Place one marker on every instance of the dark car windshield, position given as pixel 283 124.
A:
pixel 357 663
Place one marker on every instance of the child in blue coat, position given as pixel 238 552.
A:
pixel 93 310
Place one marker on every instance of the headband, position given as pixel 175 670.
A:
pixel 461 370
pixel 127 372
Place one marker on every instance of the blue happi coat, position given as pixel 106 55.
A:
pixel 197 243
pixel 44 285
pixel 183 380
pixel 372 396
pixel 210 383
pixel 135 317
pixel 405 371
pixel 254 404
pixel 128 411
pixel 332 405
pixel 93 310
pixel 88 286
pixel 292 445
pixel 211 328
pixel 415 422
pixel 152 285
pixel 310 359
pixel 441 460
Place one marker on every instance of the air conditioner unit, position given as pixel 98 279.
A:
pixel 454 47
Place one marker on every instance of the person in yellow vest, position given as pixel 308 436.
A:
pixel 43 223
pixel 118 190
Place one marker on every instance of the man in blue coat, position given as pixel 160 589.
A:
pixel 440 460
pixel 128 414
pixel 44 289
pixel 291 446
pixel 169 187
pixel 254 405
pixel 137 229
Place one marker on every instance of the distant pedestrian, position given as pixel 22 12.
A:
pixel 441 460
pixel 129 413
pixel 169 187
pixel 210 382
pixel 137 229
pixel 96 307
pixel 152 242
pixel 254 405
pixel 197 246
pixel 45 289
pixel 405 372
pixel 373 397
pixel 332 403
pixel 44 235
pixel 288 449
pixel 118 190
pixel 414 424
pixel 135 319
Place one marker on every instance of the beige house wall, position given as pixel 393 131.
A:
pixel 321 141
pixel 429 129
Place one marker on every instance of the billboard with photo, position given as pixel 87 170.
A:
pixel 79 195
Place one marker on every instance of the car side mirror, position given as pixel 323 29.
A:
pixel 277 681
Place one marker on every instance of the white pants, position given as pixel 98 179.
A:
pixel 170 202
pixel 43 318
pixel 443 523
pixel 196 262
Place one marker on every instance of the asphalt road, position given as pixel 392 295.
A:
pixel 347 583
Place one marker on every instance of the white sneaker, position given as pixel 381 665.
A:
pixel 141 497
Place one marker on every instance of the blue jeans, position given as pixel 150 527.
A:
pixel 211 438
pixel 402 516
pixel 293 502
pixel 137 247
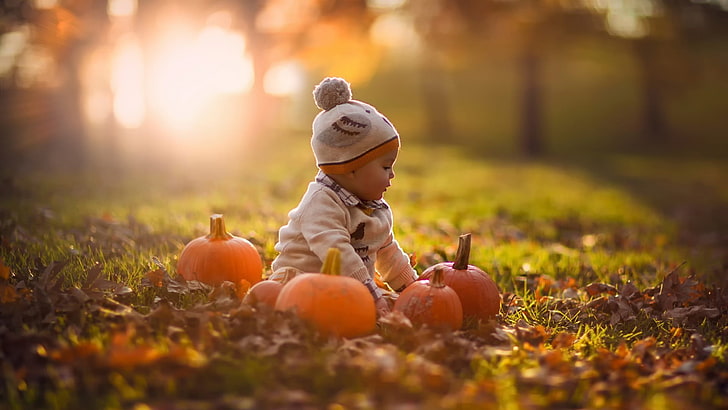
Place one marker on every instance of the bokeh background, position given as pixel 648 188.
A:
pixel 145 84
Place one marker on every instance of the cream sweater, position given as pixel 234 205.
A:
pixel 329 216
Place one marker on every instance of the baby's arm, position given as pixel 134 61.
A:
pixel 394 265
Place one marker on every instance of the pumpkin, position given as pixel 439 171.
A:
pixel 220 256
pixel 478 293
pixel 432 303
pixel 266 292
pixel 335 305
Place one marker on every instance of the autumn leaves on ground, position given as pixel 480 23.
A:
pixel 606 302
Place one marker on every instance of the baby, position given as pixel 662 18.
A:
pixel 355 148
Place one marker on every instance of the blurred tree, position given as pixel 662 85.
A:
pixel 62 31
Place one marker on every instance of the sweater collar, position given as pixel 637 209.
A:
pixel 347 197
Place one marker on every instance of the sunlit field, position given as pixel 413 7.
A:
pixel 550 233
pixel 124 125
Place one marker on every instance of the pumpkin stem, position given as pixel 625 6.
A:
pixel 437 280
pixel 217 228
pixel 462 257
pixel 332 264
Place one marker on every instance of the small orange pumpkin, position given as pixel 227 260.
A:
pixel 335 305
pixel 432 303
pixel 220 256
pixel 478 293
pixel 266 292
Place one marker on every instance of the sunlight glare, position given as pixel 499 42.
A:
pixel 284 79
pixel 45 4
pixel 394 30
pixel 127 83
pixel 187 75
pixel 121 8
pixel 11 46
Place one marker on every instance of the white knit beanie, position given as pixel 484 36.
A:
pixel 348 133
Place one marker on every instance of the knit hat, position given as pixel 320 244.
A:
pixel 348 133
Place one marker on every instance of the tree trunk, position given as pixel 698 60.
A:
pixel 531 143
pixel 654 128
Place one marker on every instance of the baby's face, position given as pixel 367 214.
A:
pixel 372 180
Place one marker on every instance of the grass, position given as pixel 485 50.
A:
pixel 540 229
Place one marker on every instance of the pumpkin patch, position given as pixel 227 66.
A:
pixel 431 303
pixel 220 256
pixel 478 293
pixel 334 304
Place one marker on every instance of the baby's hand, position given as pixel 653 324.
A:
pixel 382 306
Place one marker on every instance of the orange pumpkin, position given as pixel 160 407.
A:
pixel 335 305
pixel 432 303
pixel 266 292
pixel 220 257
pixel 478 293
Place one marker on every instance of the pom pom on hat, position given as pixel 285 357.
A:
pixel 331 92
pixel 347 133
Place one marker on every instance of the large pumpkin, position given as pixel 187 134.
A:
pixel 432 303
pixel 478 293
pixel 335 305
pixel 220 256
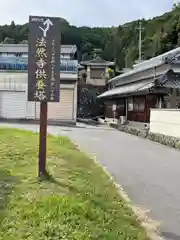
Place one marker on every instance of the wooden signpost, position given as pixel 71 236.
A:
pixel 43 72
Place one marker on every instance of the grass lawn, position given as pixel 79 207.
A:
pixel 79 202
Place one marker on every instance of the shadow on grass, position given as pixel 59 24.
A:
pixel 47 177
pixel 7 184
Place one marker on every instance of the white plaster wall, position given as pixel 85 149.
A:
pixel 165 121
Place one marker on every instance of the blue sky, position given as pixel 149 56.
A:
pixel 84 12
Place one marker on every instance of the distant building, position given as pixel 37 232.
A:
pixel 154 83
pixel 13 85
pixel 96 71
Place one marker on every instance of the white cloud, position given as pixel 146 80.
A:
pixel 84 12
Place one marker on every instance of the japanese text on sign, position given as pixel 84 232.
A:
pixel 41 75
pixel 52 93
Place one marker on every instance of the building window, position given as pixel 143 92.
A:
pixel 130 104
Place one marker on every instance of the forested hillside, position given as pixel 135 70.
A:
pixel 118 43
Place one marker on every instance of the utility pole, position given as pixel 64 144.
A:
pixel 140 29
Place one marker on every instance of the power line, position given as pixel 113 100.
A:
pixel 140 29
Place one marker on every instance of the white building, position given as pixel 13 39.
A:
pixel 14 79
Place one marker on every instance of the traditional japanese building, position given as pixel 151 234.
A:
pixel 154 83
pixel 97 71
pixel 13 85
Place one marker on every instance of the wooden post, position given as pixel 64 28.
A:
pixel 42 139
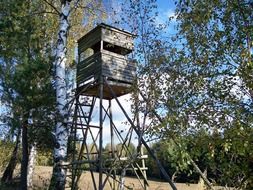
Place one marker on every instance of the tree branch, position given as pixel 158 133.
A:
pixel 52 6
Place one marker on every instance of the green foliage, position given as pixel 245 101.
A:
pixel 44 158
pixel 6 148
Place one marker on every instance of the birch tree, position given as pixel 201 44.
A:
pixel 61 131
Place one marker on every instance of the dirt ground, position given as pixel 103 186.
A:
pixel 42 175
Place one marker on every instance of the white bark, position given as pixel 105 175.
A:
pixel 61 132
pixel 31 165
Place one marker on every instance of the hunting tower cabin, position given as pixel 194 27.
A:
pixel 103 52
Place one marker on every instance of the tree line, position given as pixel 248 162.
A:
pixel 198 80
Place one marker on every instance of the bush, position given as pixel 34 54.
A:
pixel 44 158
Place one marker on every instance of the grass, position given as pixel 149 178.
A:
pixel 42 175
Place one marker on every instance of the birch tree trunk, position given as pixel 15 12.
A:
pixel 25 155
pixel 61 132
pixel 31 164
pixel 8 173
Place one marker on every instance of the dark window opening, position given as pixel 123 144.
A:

========================

Task goal: Only an exact copy of the lines from the beginning of the listing through the line with "pixel 22 12.", both included, belongs in the answer.

Task response:
Place one marker on every instance of the dark car windshield, position given as pixel 283 124.
A:
pixel 357 663
Place one marker on every instance of the child in blue coat, position given as pixel 238 552.
A:
pixel 93 310
Place one marker on every instance of the headband, position given as pixel 175 670.
A:
pixel 461 370
pixel 127 372
Place one marker on every instance of the blue happi coat, position given as pixel 106 55.
A:
pixel 197 243
pixel 44 285
pixel 183 380
pixel 372 396
pixel 210 383
pixel 135 317
pixel 405 371
pixel 254 404
pixel 128 411
pixel 332 405
pixel 93 310
pixel 88 286
pixel 292 445
pixel 211 328
pixel 415 422
pixel 152 285
pixel 310 359
pixel 441 460
Place one marker on every instance of the air conditioner unit, position given as pixel 98 279.
A:
pixel 454 47
Place one marker on every instance of the person in yellow vest, position given as pixel 308 436.
A:
pixel 43 223
pixel 118 190
Place one marker on every instance of the man in blue coat, position given as pixel 160 589.
A:
pixel 440 460
pixel 128 414
pixel 44 289
pixel 291 446
pixel 169 187
pixel 254 405
pixel 137 229
Place one marker on every instance of the distant pedestrian, position given as pixel 22 12.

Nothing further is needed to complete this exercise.